All these assays were performed on SlipChip devices, made from etched glass and fabricated using standard methods of photolithography and wet chemical etching in a clean room environment.22 This type of fabrication requires trained personnel, often toxic processes and access to expensive facilities. Recently we described a polymer-chip-based SlipChip platform for protein separation using isoelectric focusing.23 This device was made from poly-methyl methacrylate (PMMA) material and features were micro-milled without the need for clean room facilities using computer numeric control (CNC) micromachining. In this work, we have employed the same low-cost fabrication technique to produce PMMA SlipChip devices for RPA on-chip. Access vials were easily fabricated for sample loading and collection, and multiple layer chips were feasible.

**RECORD EXCERPTS**
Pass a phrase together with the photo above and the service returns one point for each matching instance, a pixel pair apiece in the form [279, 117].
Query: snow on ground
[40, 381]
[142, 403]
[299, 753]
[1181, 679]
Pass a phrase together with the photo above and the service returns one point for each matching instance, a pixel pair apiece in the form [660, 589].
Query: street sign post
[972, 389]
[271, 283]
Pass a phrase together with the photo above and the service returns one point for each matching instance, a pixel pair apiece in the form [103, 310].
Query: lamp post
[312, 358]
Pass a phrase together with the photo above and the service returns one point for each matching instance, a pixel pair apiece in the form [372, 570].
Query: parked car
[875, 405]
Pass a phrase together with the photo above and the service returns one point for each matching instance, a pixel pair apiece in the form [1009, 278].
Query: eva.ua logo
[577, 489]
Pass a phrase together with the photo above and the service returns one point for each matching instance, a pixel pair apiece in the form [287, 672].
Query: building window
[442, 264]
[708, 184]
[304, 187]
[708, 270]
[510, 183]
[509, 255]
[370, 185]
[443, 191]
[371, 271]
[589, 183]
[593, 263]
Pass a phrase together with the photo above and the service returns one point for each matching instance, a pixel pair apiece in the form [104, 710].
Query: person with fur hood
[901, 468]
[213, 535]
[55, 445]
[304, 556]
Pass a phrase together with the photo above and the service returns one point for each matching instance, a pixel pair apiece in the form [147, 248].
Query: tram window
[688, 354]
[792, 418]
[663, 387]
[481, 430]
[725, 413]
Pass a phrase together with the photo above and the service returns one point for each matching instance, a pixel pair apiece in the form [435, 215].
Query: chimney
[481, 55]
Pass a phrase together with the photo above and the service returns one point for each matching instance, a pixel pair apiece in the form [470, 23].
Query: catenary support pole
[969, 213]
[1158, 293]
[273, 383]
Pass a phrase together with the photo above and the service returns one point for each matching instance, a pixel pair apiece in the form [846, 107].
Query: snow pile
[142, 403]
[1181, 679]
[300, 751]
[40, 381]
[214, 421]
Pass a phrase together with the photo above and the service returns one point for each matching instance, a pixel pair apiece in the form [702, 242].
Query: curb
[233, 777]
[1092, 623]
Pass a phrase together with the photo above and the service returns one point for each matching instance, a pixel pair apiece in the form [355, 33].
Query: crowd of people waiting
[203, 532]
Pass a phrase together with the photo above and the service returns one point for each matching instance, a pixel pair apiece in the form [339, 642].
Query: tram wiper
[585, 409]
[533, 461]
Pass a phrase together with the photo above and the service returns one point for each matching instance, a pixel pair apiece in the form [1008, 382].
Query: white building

--

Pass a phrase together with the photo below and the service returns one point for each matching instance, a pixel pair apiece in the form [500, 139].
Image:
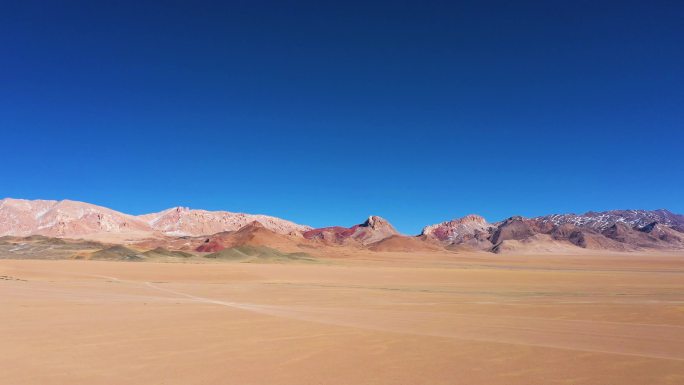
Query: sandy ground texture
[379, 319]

**TASKS AND EXERCISES**
a - List every requirement that the SlipChip fabrication text gives for making devices from etched glass.
b - Translate this sentence from the SlipChip fabrication text into Spanish: "Access vials were easily fabricated for sample loading and collection, and multiple layer chips were feasible."

**ANSWERS IN ORDER**
a -
- Trained personnel
- Often toxic processes
- Access to expensive facilities

b - Se fabricaron fácilmente viales de acceso para la carga y la recolección de muestras, y los chips de múltiples capas resultaron factibles.